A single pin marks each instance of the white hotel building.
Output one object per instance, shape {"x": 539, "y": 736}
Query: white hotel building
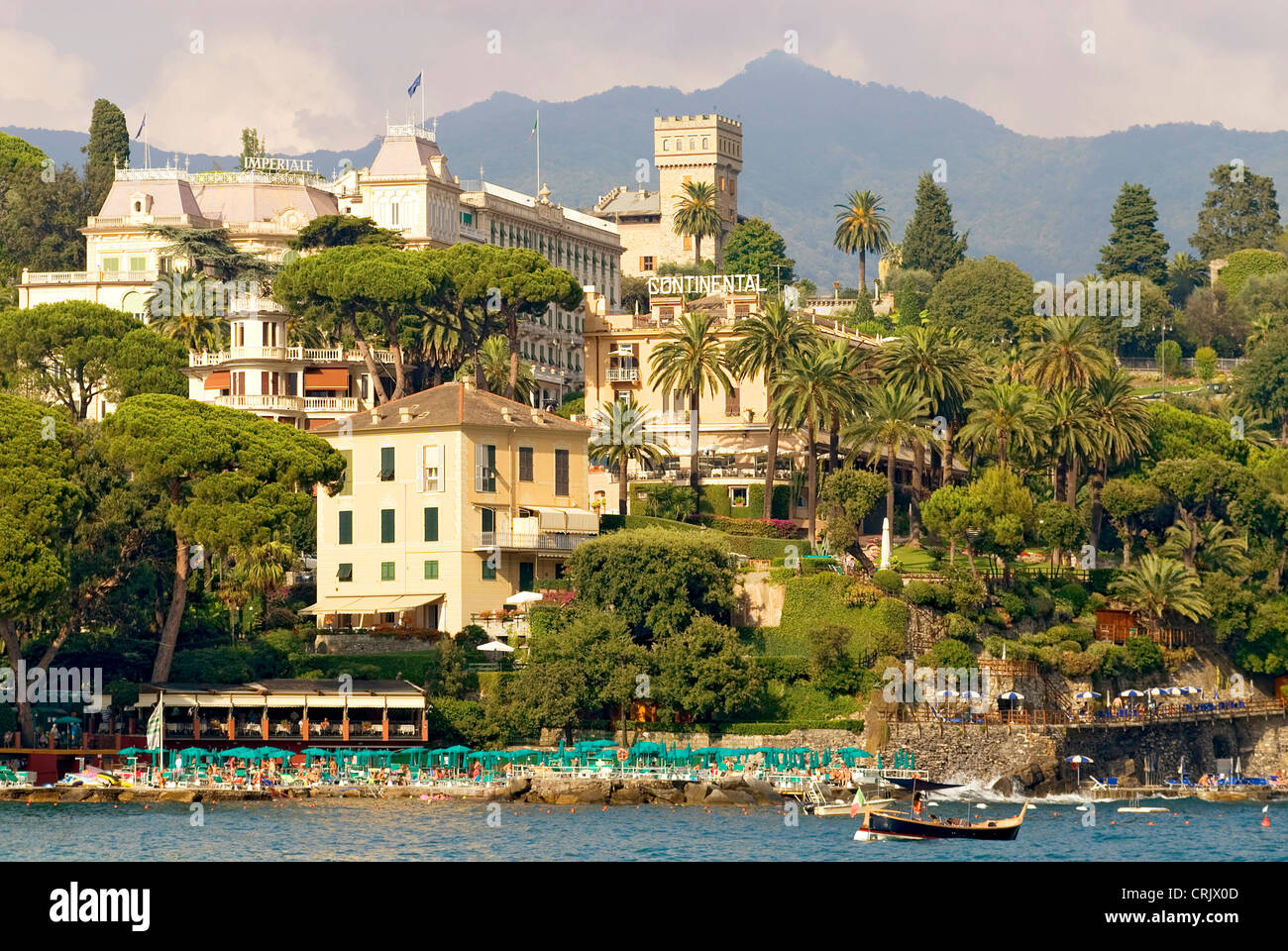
{"x": 407, "y": 188}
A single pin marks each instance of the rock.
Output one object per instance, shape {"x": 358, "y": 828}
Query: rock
{"x": 695, "y": 792}
{"x": 730, "y": 796}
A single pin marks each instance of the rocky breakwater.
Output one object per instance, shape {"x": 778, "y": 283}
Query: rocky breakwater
{"x": 566, "y": 791}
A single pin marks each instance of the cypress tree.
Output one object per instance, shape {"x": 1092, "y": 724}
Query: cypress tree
{"x": 930, "y": 241}
{"x": 1134, "y": 245}
{"x": 108, "y": 147}
{"x": 1236, "y": 214}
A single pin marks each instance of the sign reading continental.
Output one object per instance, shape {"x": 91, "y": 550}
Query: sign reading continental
{"x": 270, "y": 163}
{"x": 704, "y": 283}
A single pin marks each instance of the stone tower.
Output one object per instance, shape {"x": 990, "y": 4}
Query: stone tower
{"x": 696, "y": 149}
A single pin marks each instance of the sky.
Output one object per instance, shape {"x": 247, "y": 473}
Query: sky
{"x": 325, "y": 75}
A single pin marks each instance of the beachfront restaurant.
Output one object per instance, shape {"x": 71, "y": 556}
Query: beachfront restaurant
{"x": 288, "y": 713}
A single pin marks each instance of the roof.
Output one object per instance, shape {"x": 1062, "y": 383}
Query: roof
{"x": 638, "y": 202}
{"x": 454, "y": 405}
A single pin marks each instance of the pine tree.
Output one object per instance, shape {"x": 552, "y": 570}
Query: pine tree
{"x": 1134, "y": 245}
{"x": 108, "y": 147}
{"x": 930, "y": 240}
{"x": 1240, "y": 211}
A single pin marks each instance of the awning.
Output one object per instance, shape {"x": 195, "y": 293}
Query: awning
{"x": 372, "y": 603}
{"x": 327, "y": 377}
{"x": 568, "y": 521}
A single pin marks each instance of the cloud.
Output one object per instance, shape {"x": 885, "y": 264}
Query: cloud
{"x": 292, "y": 93}
{"x": 40, "y": 86}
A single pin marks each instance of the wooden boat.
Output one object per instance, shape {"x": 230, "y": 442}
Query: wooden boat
{"x": 887, "y": 823}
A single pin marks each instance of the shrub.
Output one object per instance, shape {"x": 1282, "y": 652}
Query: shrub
{"x": 1012, "y": 603}
{"x": 888, "y": 581}
{"x": 918, "y": 593}
{"x": 893, "y": 615}
{"x": 962, "y": 628}
{"x": 862, "y": 594}
{"x": 1074, "y": 594}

What is required
Return every entry of the data above verbatim, with no images included.

Expected answer
A single pin marks each instance of the white hotel building.
Output one object per instance, shape {"x": 539, "y": 736}
Query: white hotel building
{"x": 407, "y": 188}
A single pin marks each instance of the rock.
Output one object per instance, shape {"x": 358, "y": 828}
Query: rock
{"x": 695, "y": 792}
{"x": 730, "y": 796}
A single pin marks each instance of the rocky breakwater.
Output one object per instance, shape {"x": 778, "y": 283}
Query: rocky breakwater
{"x": 566, "y": 791}
A single pin marks each instance of the cypress tree.
Output one object per instance, shape {"x": 1092, "y": 724}
Query: cypress tree
{"x": 930, "y": 241}
{"x": 1134, "y": 245}
{"x": 108, "y": 147}
{"x": 1236, "y": 214}
A single pin marks each instance of the sign reading continental.
Output one object per instance, shape {"x": 91, "y": 550}
Query: sign reading continental
{"x": 270, "y": 163}
{"x": 704, "y": 283}
A single pin marks each instance of the stone tower.
Output one object per instance, shape {"x": 990, "y": 4}
Query: stone tower
{"x": 696, "y": 149}
A single pin marks each instance of the sky.
Output one object per instance, shape {"x": 247, "y": 473}
Query: sky
{"x": 325, "y": 75}
A single pin marks each instance of the beachfront restaurant.
Output one object per instance, shape {"x": 71, "y": 556}
Query: beachfront restaurant
{"x": 288, "y": 713}
A single pin marks each instance of the roof.
Output one object per instance, shape {"x": 1062, "y": 383}
Query: roof
{"x": 638, "y": 202}
{"x": 454, "y": 405}
A single pin marks each instance of the pine tree.
Output one object per instance, shape {"x": 552, "y": 570}
Query: pine tree
{"x": 1134, "y": 245}
{"x": 108, "y": 147}
{"x": 930, "y": 240}
{"x": 1240, "y": 211}
A single pin marks each instance of the awning.
Output one object per instance, shape {"x": 195, "y": 293}
Query: awning
{"x": 372, "y": 603}
{"x": 327, "y": 377}
{"x": 568, "y": 521}
A single pin marks each instance of the cloud.
Output one object per instance, shape {"x": 885, "y": 264}
Query: cloud
{"x": 292, "y": 93}
{"x": 40, "y": 86}
A single pin marks each instance of the wooden boat.
Output one object per instance, shape {"x": 230, "y": 442}
Query: wooden boat
{"x": 887, "y": 823}
A single pin marks each instance of the shrub.
Output one object per instance, shape {"x": 1282, "y": 652}
Query: shrub
{"x": 1012, "y": 603}
{"x": 888, "y": 581}
{"x": 918, "y": 593}
{"x": 893, "y": 615}
{"x": 962, "y": 628}
{"x": 862, "y": 594}
{"x": 1074, "y": 594}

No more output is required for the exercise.